# What is needed:
Count the lines in the records below that contain the word "woman" and reply with only that number.
-------
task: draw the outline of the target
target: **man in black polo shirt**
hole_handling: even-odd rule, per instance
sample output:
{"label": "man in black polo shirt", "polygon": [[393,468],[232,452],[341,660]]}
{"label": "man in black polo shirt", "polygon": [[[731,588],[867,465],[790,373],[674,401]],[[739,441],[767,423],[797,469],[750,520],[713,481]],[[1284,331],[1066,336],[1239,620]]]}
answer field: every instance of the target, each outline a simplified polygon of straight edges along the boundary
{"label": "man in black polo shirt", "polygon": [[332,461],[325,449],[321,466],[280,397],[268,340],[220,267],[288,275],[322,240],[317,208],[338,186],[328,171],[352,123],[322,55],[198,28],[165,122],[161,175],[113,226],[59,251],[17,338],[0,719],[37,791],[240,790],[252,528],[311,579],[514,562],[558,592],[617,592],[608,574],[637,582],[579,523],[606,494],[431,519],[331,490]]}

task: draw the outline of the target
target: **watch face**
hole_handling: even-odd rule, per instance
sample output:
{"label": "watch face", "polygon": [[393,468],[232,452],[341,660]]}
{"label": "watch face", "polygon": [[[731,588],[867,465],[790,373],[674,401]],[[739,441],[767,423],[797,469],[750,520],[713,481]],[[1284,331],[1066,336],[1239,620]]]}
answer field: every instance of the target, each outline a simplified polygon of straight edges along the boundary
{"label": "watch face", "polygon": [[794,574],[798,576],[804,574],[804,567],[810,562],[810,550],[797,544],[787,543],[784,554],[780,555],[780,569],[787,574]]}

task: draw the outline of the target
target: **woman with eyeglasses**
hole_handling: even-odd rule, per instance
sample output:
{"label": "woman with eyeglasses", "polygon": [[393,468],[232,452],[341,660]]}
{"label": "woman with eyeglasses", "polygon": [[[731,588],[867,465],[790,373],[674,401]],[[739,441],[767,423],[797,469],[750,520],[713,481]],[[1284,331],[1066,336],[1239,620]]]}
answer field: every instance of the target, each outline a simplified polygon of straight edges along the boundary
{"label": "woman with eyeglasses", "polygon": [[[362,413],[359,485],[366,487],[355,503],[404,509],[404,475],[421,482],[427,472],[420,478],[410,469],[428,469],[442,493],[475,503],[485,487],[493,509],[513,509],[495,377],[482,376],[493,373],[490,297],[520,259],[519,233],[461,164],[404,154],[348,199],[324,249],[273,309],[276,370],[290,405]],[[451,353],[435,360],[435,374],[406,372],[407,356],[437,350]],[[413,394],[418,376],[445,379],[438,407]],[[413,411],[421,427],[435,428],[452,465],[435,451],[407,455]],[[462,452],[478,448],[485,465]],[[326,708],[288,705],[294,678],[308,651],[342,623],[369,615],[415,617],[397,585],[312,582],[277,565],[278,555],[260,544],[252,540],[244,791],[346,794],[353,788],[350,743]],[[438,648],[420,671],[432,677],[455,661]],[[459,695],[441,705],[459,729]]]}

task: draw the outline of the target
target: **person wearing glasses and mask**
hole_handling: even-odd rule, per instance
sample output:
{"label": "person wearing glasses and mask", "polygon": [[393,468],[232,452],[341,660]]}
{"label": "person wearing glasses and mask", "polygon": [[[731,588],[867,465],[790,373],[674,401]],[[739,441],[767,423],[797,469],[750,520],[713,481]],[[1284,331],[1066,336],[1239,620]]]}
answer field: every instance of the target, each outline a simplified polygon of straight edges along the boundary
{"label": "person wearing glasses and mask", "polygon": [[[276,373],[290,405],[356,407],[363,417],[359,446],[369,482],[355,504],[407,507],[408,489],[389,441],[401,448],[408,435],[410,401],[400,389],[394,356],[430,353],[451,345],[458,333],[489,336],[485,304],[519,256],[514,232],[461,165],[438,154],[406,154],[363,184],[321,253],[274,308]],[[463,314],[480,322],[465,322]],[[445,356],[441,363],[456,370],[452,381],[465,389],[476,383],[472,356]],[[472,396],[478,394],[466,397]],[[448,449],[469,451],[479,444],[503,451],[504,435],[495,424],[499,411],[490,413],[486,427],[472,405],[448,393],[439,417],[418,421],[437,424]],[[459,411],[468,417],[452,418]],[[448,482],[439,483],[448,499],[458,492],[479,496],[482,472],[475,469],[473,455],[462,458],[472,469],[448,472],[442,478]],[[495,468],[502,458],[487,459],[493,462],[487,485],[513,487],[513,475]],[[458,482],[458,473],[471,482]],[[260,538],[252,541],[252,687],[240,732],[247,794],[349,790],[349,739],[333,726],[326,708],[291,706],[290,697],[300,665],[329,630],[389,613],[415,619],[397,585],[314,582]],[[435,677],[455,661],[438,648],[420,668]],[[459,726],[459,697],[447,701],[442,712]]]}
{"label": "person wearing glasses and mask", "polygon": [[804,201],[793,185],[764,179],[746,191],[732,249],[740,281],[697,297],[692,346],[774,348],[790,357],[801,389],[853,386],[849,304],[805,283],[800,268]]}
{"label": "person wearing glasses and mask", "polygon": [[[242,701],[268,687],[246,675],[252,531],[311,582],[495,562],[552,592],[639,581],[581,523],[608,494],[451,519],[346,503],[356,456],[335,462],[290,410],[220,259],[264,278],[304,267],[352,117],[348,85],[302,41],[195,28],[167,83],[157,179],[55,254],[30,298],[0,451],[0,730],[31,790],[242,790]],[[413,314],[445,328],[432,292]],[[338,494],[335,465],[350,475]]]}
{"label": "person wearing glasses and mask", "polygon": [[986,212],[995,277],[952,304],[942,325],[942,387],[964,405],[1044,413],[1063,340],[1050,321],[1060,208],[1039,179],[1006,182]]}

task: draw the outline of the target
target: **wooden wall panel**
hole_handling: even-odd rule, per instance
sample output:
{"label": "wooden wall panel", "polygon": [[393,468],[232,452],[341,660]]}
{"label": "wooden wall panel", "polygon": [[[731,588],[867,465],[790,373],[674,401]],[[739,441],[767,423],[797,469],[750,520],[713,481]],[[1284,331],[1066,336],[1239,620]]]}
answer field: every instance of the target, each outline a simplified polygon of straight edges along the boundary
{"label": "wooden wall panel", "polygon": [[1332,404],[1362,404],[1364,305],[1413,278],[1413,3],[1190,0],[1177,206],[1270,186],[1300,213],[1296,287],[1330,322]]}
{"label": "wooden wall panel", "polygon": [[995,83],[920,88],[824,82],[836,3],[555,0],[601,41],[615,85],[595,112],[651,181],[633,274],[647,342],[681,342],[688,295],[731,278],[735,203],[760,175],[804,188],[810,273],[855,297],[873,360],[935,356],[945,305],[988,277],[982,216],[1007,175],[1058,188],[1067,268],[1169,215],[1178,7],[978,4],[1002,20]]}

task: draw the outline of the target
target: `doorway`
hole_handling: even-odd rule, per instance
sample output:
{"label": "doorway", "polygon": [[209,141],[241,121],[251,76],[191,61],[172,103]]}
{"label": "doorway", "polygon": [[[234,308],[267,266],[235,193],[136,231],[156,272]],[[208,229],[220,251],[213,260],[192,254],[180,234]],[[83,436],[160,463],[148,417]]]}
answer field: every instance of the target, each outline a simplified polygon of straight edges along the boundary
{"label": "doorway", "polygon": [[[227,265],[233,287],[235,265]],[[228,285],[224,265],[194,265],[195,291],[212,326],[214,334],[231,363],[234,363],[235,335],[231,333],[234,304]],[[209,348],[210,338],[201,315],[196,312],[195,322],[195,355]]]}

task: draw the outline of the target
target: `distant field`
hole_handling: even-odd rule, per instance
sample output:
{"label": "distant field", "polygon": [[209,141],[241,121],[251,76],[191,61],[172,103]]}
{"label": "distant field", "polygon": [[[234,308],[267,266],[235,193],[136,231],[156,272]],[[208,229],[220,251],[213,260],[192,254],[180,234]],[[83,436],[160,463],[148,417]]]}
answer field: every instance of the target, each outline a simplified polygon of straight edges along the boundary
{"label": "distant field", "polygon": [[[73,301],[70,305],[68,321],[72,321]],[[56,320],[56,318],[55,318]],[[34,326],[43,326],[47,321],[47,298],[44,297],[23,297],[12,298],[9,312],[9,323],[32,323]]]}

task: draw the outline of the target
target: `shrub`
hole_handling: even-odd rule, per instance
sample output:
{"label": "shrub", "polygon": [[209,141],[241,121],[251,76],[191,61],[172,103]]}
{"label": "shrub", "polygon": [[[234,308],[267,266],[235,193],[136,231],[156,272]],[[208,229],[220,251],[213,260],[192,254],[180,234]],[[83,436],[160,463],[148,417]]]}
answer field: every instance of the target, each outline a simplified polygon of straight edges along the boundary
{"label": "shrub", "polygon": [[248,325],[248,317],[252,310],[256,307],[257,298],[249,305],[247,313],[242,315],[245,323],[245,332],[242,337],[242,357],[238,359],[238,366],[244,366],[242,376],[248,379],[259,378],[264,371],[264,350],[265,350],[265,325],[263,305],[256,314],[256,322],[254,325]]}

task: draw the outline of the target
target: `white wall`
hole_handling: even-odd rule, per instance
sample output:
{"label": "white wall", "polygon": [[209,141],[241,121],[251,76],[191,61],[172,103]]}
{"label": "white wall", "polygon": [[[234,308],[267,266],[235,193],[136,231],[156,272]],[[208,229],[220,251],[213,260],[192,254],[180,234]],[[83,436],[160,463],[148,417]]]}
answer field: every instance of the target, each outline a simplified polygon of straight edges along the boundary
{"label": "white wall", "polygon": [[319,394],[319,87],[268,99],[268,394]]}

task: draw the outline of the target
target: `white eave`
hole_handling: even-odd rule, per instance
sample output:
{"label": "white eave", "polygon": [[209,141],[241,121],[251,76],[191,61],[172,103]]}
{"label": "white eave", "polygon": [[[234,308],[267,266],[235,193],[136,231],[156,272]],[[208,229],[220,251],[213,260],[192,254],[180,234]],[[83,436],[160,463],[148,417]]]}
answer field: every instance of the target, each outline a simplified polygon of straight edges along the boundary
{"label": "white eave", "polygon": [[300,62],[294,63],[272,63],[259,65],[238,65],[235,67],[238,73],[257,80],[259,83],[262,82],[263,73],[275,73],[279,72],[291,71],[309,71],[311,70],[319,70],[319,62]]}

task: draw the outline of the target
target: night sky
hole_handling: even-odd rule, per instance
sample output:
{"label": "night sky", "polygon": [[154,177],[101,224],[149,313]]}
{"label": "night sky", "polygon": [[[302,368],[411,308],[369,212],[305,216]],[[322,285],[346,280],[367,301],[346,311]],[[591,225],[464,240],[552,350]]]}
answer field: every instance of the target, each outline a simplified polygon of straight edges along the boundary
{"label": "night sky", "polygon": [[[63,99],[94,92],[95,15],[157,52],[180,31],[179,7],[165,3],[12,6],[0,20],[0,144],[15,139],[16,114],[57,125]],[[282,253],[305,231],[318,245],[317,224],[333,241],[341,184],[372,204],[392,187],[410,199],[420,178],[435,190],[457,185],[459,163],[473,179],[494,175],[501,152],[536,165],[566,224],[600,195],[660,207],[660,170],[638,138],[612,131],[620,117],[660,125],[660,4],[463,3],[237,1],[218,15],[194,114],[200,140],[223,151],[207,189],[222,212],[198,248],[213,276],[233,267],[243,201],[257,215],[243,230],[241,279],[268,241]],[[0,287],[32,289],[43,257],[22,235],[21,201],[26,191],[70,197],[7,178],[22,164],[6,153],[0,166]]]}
-------
# Answer in full:
4